(Task)
Rename every "photo" as "image" in the part that opens with the line containing "In this exercise you will tag the white trim" and closes with the line containing "In this exercise you will tag the soldier walking", and give only that part with nothing else changed. Leave the pictures out of your answer.

────────────────

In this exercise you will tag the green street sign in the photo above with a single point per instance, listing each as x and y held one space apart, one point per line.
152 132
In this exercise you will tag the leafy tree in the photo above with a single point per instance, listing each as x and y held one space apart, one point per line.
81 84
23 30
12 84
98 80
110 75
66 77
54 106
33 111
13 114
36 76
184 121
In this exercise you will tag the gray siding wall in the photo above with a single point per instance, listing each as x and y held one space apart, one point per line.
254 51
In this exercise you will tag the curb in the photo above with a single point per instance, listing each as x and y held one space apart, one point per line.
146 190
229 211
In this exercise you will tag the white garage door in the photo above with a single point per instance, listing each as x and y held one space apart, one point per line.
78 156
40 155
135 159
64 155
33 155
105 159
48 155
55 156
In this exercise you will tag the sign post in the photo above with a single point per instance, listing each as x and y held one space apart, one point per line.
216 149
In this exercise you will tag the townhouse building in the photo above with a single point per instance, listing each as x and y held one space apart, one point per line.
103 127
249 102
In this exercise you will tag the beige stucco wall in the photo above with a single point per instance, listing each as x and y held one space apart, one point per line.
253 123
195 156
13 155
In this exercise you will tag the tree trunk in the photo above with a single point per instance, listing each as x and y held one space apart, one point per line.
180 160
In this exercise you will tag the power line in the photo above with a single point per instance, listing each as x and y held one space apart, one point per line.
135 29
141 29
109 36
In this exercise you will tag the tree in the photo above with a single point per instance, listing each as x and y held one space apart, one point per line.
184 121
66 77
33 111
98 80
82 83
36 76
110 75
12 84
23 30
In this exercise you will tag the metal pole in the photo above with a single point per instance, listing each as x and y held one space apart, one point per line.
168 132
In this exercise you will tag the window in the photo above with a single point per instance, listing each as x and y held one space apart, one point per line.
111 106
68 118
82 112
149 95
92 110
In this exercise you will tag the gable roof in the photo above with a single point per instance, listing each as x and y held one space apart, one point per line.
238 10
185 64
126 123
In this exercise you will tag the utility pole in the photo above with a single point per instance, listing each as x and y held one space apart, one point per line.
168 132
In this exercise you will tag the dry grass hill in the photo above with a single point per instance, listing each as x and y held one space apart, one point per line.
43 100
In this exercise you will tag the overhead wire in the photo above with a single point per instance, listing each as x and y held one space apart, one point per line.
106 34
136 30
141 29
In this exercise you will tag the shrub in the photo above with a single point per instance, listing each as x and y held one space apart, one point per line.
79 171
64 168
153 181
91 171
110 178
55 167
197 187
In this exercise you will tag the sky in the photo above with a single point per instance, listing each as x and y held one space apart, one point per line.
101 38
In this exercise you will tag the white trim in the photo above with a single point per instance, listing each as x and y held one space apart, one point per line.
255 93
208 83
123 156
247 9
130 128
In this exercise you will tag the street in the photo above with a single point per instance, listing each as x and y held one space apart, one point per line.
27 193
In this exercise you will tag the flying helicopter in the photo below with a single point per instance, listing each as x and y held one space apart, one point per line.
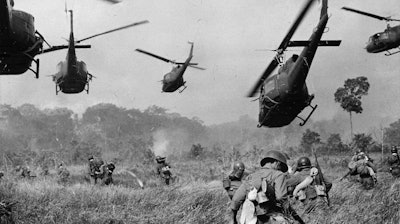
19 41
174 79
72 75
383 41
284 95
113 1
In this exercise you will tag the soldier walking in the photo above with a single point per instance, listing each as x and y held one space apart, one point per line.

────────────────

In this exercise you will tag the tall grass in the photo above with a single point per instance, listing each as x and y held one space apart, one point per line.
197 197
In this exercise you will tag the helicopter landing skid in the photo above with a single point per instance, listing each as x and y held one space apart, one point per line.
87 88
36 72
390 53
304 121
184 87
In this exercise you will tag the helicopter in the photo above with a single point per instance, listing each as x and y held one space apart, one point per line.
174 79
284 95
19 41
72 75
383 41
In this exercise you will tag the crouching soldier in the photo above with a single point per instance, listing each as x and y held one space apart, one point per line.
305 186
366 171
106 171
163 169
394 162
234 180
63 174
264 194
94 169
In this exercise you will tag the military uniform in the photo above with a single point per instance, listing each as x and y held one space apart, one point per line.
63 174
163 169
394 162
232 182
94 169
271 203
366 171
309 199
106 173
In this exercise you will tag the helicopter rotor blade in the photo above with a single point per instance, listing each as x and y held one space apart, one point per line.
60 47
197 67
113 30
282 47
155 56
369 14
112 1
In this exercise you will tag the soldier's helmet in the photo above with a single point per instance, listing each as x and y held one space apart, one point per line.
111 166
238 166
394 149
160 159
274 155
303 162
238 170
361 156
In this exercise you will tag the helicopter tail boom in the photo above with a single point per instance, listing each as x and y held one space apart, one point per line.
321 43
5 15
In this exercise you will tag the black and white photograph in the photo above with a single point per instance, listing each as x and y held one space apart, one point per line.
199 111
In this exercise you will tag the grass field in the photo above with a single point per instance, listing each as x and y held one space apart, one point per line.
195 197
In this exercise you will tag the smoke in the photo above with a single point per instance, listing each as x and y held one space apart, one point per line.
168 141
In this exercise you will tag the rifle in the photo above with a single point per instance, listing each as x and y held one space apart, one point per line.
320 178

────────────────

(Task solution)
In this exercise you will tag the white trim in the image above with a single point per instance, listing each as x and y held one space apart, one point per line.
255 93
208 83
123 156
247 9
130 128
In this exercise you will tag the street in the image above with a single point per instance, listing each as x and y held one space apart, one point per line.
27 193
In this exercise you will tag the flying helicopter in the image below with a single point per instance, listing each as x and y held one space apart, one point per line.
19 41
174 79
72 75
383 41
284 95
113 1
In this exercise you will tag the soldier walking in the image above with a single point per instance, listing each as x and y held one space apart, one point per line.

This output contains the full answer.